Data provided Start Marker

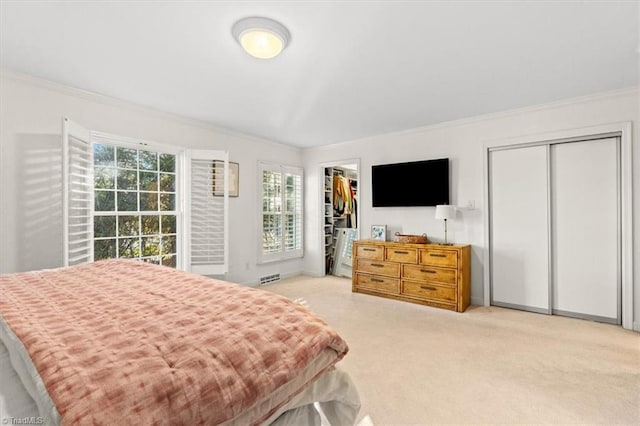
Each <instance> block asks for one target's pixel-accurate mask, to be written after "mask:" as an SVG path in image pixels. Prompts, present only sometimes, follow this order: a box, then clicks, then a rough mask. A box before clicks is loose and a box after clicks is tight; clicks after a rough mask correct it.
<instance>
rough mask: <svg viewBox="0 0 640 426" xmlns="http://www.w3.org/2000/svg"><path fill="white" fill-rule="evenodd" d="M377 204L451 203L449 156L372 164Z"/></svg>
mask: <svg viewBox="0 0 640 426" xmlns="http://www.w3.org/2000/svg"><path fill="white" fill-rule="evenodd" d="M371 190H372V194H373V207H416V206H436V205H438V204H449V159H448V158H440V159H437V160H426V161H413V162H410V163H396V164H380V165H374V166H371Z"/></svg>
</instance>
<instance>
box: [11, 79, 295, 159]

Data provided End Marker

** What the task asks **
The complete listing must be transcribed verbatim, and all pictures are to be omitted.

** The completed task **
Each <instance> block asks for one target's pixel-accurate mask, to be written after "mask:" as an SVG path in image pixels. Prompts, present only sometimes, follow this order: a box, then clicks, then a rough mask. A box before clicks is loose and a box after clicks is tight; clicks after a rough mask correct it.
<instance>
rough mask: <svg viewBox="0 0 640 426" xmlns="http://www.w3.org/2000/svg"><path fill="white" fill-rule="evenodd" d="M377 204L451 203L449 156L372 164Z"/></svg>
mask: <svg viewBox="0 0 640 426" xmlns="http://www.w3.org/2000/svg"><path fill="white" fill-rule="evenodd" d="M371 190H372V194H373V207H416V206H436V205H438V204H449V159H448V158H440V159H437V160H426V161H413V162H410V163H396V164H380V165H374V166H371Z"/></svg>
</instance>
<instance>
box: [11, 79, 295, 159]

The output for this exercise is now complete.